(Supplied entries Opens)
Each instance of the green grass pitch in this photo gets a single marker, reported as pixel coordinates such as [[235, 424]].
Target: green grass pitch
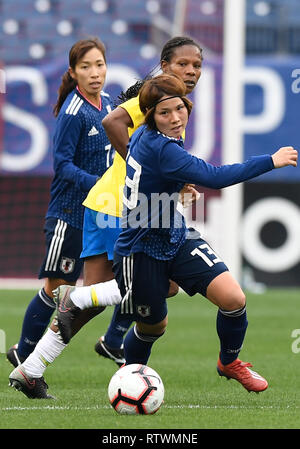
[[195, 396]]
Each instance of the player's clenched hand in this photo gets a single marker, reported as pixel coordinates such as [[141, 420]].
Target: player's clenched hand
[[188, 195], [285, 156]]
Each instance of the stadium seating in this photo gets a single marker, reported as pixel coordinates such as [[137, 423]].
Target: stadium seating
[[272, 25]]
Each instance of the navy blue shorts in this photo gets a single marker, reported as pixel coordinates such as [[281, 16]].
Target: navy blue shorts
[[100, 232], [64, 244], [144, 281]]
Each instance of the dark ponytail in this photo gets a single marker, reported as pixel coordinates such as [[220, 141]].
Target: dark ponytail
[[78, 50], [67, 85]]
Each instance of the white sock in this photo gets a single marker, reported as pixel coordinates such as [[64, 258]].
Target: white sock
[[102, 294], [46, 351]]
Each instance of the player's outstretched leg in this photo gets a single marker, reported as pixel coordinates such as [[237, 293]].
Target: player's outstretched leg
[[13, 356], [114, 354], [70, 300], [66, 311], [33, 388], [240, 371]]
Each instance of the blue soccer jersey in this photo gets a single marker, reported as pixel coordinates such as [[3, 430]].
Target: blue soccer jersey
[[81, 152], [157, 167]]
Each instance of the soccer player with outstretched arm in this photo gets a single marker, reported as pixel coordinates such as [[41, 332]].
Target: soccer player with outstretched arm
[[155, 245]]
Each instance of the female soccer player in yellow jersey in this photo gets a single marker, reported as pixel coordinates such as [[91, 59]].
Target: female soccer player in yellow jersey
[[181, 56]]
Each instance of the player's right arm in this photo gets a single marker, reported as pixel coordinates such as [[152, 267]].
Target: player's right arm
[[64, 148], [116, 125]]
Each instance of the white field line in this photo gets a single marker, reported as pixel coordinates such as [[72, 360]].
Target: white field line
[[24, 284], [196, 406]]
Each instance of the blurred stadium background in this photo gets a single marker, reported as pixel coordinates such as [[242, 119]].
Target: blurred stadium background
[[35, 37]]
(Supplied entries Closes)
Retype the portion of the data above that starts on the line with "Each instance of the navy" and finishes on the line with "Each instance of the dark", including both of those lines.

Each instance of the navy blue shorts in this photo gets a single marker, reported as pixel coordinates such as [[281, 16]].
Target: navy blue shorts
[[100, 232], [64, 244], [144, 281]]
Each instance of the dark ponytail in this photo gets a single marker, reported as pixel coordinates such as [[220, 141]].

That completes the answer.